Ironi Penggunaan Klausula Baku Bagi Konsumen Indonesia
Resensi

Ironi Penggunaan Klausula Baku Bagi Konsumen Indonesia

Riset sociolegal mulai dari doktrin, hukum positif, putusan pengadilan, efektivitas hukum, hingga budaya hukum. Mengurai paradoks dalam hukum perlindungan konsumen di Indonesia.

Oleh:
Normand Edwin Elnizar
Bacaan 4 Menit
Ironi Penggunaan Klausula Baku Bagi Konsumen Indonesia
Hukumonline

Sudah 20 tahun sejak UU No. 8 Tahun 1999 tentang Perlindungan Konsumen (UUPK) berlaku di Indonesia. Penerapannya yang berupaya menyeimbangkan posisi konsumen terhadap pelaku usaha belum sesuai harapan. David M.L.Tobing menyebut konsumen masih pada posisi lemah saat berhadapan dengan pelaku usaha/produsen (hal.ix). Riset disertasi David secara khusus menyingkap praktik penggunaan klausula baku yang kerap merugikan hak konsumen. Padahal sudah ada batasan hingga mekanisme pengawasan penggunaan klausula baku dalam UUPK.

“Secara khusus buku ini lebih menekankan isu dan pokok permasalahan pada aspek perkembangan pemikiran klausula baku tertentu sebagai suatu perbuatan yang dilarang dalam UUPK,” kata David menjelaskan gambaran besar karyanya (hal.x).

Tugas:
1) Terjemahkan kalimat dari resensi tentang klausula baku ini ke dalam bahasa Inggris: "Sudah 20 tahun sejak UU No. 8 Tahun 1999 tentang Perlindungan Konsumen (UUPK) berlaku di Indonesia."
2) Lanjutkan resensi tentang klausula baku di atas, mulai setelah kalimat terakhirnya.

Data yang Diberikan:
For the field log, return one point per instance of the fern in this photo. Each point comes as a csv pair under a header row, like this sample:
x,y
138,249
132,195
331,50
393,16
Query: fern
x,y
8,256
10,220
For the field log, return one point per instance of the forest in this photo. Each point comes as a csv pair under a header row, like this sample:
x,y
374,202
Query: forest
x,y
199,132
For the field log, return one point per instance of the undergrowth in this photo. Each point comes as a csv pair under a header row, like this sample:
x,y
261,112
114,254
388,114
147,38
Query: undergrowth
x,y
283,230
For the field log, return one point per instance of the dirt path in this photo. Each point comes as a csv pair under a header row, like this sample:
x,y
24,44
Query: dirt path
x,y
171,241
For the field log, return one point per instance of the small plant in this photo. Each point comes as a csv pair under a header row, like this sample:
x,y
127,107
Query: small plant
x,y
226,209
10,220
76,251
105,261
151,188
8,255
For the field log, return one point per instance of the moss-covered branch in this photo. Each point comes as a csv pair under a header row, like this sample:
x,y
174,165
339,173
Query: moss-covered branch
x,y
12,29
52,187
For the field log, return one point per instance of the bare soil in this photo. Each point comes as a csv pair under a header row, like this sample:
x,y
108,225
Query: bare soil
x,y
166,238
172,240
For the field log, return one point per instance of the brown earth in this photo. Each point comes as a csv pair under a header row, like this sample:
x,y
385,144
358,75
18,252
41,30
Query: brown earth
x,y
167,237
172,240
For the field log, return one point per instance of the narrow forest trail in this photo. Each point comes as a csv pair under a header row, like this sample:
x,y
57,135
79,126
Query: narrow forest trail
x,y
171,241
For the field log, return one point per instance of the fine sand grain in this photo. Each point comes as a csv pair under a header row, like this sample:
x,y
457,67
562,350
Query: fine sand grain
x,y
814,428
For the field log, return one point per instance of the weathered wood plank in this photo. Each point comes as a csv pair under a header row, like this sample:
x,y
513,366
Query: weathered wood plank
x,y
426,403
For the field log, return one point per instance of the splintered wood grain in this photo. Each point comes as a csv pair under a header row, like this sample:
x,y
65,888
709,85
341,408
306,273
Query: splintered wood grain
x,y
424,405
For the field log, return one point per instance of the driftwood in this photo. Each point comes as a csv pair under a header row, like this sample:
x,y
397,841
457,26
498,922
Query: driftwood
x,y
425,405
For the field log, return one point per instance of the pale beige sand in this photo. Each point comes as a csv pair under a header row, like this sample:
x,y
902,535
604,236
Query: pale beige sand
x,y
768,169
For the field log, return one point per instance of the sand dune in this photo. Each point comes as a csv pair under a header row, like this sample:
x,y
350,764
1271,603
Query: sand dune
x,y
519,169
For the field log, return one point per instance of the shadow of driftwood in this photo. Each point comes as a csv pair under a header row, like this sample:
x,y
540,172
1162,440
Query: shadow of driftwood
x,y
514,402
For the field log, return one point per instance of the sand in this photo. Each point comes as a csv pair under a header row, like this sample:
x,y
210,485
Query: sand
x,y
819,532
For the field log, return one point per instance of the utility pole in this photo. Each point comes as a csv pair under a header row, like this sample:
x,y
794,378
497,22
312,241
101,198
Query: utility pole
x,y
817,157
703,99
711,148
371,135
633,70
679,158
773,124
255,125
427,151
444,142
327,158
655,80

Jawaban:
1) It has been 20 years since Law No. 8 of 1999 on Consumer Protection (UUPK) came into force in Indonesia.

2)
Buku berjudul Klausula Baku: Paradoks Dalam Penegakan Hukum Perlindungan Konsumen ini adalah riset disertasi David yang diterbitkan. Ia menggunakan metode sociolegal untuk membuktikan secara empiris adanya paradoks dalam penegakan hukum soal klausula baku tertentu yang dilarang.

“Metode sociolegal ini dipakai mengingat masih minimnya penelitian lapangan tentang klausula baku untuk mengungkap kesulitan konsumen saat berkonflik dengan pelaku usaha,” kata anggota Badan Perlindungan Konsumen Nasional (BPKN) periode 2013-2016 ini menambahkan. Riset ini pun berhasil David tuntaskan saat masih menjabat anggota BPKN tahun 2015 lalu.

Setidaknya ada tiga paradoks yang Ketua Komunitas Konsumen Indonesia ini tunjukkan. UUPK sudah melarang klausula baku tertentu namun justru banyak digunakan pelaku usaha dalam praktik bisnis mereka. UUPK memberikan hak pada konsumen namun mereka tidak tahu atau malah enggan menuntutnya. UUPK juga mewajibkan Pemerintah melakukan pengawasan untuk melindungi konsumen namun tidak berjalan semestinya.

David membuat risetnya komprehensif sebagai kajian empiris. Mulai dari doktrin perlindungan konsumen soal klausula baku, membedah UUPK secara normatif, membandingkan putusan-putusan pengadilan yang relevan, membuktikan efektivitas pengawasan, hingga memetakan kesadaran masyarakat atas haknya sebagai konsumen.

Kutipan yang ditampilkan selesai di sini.